# What needs to be done:
Gather each line of the records below that contains the string "lace". Letter case matters.

Excerpts from a location annotation dataset
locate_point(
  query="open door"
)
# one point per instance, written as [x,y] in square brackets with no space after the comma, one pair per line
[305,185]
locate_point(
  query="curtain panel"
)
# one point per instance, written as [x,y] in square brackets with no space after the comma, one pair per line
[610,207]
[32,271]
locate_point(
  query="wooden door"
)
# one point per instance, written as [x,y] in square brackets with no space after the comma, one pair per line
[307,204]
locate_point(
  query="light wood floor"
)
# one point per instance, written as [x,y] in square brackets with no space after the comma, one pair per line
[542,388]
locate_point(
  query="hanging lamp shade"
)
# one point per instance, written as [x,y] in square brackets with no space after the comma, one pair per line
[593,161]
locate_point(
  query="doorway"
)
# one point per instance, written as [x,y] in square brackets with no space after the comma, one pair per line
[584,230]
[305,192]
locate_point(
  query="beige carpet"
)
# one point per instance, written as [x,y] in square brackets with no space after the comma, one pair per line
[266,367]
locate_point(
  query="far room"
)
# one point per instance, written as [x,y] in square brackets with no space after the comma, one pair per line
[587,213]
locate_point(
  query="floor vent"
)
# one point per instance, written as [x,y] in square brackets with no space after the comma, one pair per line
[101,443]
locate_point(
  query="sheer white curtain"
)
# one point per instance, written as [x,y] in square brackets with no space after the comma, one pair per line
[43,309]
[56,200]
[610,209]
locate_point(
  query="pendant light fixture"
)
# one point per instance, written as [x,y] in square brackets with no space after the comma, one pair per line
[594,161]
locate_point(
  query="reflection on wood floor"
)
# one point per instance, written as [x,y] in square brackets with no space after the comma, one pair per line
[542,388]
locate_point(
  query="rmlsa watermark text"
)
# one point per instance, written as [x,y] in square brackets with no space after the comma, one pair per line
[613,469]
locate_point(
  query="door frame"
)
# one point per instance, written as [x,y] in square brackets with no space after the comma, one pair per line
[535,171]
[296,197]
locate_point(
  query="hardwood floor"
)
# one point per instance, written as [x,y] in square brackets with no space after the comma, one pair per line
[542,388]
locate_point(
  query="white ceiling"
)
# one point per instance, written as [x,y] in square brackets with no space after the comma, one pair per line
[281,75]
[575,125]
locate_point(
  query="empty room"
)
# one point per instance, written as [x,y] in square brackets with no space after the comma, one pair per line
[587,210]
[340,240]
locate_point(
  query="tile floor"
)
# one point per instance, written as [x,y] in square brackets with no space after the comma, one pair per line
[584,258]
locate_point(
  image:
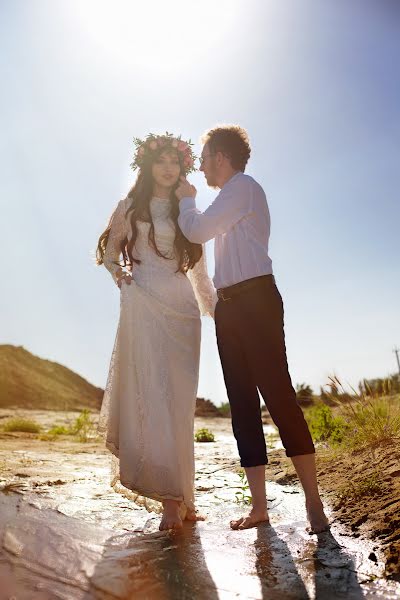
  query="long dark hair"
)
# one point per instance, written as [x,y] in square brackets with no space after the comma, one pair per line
[140,194]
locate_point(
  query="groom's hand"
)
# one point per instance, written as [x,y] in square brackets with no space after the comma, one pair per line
[185,189]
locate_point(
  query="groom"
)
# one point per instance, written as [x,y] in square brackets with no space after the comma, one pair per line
[249,318]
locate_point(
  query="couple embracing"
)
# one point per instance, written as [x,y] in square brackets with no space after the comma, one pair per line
[154,249]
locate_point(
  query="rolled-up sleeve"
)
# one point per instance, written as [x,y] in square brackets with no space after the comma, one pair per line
[229,207]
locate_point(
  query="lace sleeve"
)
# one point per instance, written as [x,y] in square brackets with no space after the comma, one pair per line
[117,233]
[203,287]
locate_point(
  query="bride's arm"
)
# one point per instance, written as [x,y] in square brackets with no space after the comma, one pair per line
[203,287]
[118,232]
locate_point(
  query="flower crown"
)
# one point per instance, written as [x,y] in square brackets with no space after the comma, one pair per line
[146,149]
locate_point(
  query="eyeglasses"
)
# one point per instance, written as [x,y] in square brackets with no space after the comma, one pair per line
[203,158]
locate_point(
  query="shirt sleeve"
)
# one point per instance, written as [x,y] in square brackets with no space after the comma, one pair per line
[229,207]
[118,232]
[203,287]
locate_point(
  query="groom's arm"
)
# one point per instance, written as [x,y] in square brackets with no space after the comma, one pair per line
[229,207]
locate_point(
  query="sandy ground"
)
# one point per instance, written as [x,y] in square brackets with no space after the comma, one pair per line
[66,534]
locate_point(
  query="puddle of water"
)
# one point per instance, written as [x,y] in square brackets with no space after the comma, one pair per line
[79,539]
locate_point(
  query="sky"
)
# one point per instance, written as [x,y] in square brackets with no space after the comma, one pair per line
[316,85]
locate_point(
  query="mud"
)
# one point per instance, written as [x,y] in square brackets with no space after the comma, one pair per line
[66,534]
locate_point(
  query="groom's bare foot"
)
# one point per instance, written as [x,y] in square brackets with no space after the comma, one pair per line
[316,517]
[171,518]
[192,515]
[253,519]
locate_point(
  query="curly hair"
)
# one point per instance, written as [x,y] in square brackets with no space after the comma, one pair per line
[231,140]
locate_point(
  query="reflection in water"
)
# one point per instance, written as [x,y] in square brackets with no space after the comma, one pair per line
[273,560]
[335,570]
[160,566]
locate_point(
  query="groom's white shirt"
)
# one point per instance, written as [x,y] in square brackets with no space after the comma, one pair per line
[239,221]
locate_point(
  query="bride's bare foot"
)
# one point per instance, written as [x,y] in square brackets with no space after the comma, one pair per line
[171,518]
[254,518]
[316,517]
[192,515]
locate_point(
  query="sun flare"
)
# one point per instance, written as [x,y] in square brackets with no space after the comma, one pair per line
[152,32]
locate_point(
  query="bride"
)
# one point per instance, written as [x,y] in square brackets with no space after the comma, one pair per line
[147,414]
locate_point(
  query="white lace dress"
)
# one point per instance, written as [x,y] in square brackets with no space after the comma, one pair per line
[147,414]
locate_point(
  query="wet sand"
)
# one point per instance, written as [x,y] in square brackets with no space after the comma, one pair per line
[66,534]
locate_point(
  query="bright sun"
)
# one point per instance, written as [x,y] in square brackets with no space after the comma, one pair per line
[147,32]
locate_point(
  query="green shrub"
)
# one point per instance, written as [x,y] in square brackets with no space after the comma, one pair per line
[242,496]
[204,435]
[324,426]
[371,420]
[21,424]
[59,430]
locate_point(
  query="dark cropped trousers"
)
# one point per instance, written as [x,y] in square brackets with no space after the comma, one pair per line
[251,344]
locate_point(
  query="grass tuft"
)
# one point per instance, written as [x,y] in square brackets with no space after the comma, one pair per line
[204,435]
[21,424]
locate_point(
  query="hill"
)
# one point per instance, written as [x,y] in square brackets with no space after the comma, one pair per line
[28,381]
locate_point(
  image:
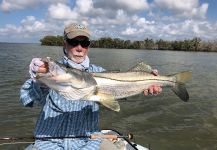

# The reply:
  query="lace sleeve"
  query="white lace dress"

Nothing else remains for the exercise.